Objective: Read the post about Suze Orman's book “Women & Money”, then say yes or no to whether each statement agrees with it, quoting the words that decide it: 1. The writer is reading a printed copy of the book. 2. Orman gives one of her points the name “Don’t Put Yourself on Sale”. 3. Bartering hour for hour when hourly rates differ is listed as one way of putting oneself on sale.

Don’t Put Yourself on Sale

I recently started “reading” (the audiobook) Suze Orman’s new book “Women & Money”. So far I’m still a little amazed at the fact that she never utters the word gay or lesbian when referring to unmarried women or women with a partner even though she is now out herself. The fundamentals are all the same (I’m up to the part of the book where she helps women understand cash flow and savings) but it would be nice to get a little acknowledgment and validation from one of our own when listening to a frank discussion of our money. She talks about a number of reasons why women struggle with money, and one of those is a lack of self-confidence or asking for what we really want and deserve. A little more pride behind our financial teachers might help with our own self-confidence building as we observe powerful role models. But I digress…

Now that I am off my little soap box, I wanted to talk a little about one point she makes early on in the book. She calls it “Don’t Put Yourself on Sale”. By this she is referring to how so many women are eager to cut themselves short when it comes to money whereas a man in the same situation would never think to do that. Some of the ways we put ourselves on sale from a financial standpoint are:

  • Not negotiating for a better salary
  • Reducing our rates for customers that say they can’t afford the products/services we offer as business owners
  • Bartering even when we would prefer the cash and/or don’t want the service we are bartering for (or worse yet, bartering in unequal shares — hour for hour even if our hourly rates are different)

Coordinate annotation rows:
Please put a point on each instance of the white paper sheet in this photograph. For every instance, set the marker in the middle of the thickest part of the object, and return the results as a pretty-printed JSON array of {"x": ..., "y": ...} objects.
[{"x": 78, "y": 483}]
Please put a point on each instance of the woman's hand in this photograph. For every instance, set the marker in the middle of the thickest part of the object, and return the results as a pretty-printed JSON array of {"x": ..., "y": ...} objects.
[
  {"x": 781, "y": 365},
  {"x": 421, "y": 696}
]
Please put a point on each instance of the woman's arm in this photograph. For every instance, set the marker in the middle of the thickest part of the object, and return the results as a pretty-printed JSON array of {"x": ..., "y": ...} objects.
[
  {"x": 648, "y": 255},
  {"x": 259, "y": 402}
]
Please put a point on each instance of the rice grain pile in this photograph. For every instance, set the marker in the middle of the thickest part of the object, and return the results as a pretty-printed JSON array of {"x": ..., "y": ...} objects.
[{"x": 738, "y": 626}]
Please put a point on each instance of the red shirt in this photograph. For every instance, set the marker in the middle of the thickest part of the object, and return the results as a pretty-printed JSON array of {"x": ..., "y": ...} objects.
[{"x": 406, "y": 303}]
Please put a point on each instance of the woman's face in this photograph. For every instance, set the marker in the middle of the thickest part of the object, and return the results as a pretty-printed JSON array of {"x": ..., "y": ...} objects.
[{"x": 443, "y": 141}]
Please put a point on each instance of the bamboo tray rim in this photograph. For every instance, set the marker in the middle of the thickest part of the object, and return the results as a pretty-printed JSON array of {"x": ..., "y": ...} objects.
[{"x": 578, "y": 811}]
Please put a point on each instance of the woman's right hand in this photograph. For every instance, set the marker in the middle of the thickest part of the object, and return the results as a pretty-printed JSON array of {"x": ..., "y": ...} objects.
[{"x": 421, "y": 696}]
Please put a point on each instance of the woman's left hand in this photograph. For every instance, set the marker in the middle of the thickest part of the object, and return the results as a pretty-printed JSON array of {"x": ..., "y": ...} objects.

Completed exercise:
1. No: "I recently started “reading” (the audiobook) Suze Orman’s new book “Women & Money”."
2. Yes: "She calls it “Don’t Put Yourself on Sale”."
3. Yes: "bartering in unequal shares — hour for hour even if our hourly rates are different"